Information supplied.

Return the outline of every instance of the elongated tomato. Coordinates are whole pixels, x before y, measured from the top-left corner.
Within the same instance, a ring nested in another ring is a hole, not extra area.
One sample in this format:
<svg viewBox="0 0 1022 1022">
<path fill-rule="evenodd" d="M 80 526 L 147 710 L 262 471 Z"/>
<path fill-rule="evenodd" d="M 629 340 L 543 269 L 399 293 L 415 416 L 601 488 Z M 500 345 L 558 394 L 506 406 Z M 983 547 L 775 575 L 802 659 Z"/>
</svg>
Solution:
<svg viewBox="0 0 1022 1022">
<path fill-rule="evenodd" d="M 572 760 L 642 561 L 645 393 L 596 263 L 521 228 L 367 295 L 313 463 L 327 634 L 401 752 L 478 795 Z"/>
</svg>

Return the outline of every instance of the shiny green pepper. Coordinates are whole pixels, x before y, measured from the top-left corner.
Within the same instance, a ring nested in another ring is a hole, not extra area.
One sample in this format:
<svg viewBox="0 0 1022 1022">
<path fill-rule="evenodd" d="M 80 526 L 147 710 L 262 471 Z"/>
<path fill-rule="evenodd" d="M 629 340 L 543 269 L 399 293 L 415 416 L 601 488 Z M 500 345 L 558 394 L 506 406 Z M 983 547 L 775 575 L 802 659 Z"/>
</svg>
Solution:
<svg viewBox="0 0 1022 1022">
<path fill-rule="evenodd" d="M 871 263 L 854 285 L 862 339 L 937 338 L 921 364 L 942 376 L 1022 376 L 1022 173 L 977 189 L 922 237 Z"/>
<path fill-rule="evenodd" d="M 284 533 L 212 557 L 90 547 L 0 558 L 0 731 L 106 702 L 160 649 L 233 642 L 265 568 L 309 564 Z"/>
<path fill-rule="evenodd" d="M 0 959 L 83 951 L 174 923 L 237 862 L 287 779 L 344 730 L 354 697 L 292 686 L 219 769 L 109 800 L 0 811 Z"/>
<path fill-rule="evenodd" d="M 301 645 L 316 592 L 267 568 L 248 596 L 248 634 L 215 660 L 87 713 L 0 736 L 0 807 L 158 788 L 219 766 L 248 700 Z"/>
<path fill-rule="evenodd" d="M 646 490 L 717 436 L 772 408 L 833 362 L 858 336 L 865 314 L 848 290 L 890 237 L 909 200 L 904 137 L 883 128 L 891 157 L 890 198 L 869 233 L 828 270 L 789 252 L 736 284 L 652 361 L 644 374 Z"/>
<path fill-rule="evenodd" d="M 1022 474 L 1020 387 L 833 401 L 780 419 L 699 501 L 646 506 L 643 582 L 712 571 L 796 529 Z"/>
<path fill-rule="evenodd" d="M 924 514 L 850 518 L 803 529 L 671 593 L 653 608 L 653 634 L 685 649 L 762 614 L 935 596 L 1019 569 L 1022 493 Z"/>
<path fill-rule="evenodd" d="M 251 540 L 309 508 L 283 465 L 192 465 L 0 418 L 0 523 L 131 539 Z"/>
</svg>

Written problem. Return all the records above verbatim, line for line, with nothing changed, added, or left out.

Correct answer.
Return the outline of every instance of the elongated tomato. Coordinates are whole pixels, x before y, measured from the top-left corner.
Within the same instance, a ring nested in another ring is a hole, not extra area.
One sample in this format:
<svg viewBox="0 0 1022 1022">
<path fill-rule="evenodd" d="M 80 526 L 147 710 L 262 471 Z"/>
<path fill-rule="evenodd" d="M 629 340 L 543 269 L 399 293 L 415 416 L 601 488 Z M 500 345 L 558 394 L 506 406 Z M 983 547 L 775 575 L 802 659 Z"/>
</svg>
Solution:
<svg viewBox="0 0 1022 1022">
<path fill-rule="evenodd" d="M 572 760 L 642 561 L 645 393 L 596 263 L 521 228 L 367 295 L 313 463 L 327 634 L 401 752 L 478 795 Z"/>
</svg>

Return the outline of every instance of the shiny green pepper. Coordinates are whole pixels, x before y, measured from the top-left corner.
Within the same instance, a ring nested in another ring is a hole, not extra area.
One sample in this format:
<svg viewBox="0 0 1022 1022">
<path fill-rule="evenodd" d="M 80 526 L 147 710 L 262 471 Z"/>
<path fill-rule="evenodd" d="M 629 340 L 543 269 L 399 293 L 415 416 L 601 488 Z M 500 345 L 558 394 L 506 406 Z M 983 547 L 775 575 L 802 659 Z"/>
</svg>
Solution:
<svg viewBox="0 0 1022 1022">
<path fill-rule="evenodd" d="M 871 263 L 854 285 L 862 339 L 937 338 L 921 364 L 942 376 L 1022 376 L 1022 173 L 977 189 L 922 237 Z"/>
<path fill-rule="evenodd" d="M 284 533 L 212 557 L 90 547 L 0 558 L 0 731 L 106 702 L 160 649 L 233 642 L 265 568 L 309 564 Z"/>
<path fill-rule="evenodd" d="M 0 959 L 83 951 L 174 923 L 237 862 L 287 779 L 344 730 L 354 697 L 292 686 L 219 769 L 109 800 L 0 811 Z"/>
<path fill-rule="evenodd" d="M 301 645 L 316 592 L 267 568 L 248 596 L 248 634 L 215 660 L 87 713 L 0 736 L 0 807 L 158 788 L 219 766 L 248 700 Z"/>
<path fill-rule="evenodd" d="M 646 490 L 717 436 L 772 408 L 833 362 L 858 336 L 865 314 L 848 290 L 890 237 L 909 200 L 904 137 L 883 128 L 891 157 L 890 198 L 869 233 L 828 270 L 789 252 L 736 284 L 652 361 L 644 374 Z"/>
<path fill-rule="evenodd" d="M 1022 474 L 1020 387 L 833 401 L 780 419 L 699 501 L 646 506 L 643 582 L 712 571 L 796 529 Z"/>
<path fill-rule="evenodd" d="M 924 514 L 850 518 L 803 529 L 671 593 L 653 608 L 653 634 L 685 649 L 762 614 L 935 596 L 1019 569 L 1022 493 Z"/>
<path fill-rule="evenodd" d="M 251 540 L 309 508 L 283 465 L 192 465 L 0 418 L 0 523 L 131 539 Z"/>
</svg>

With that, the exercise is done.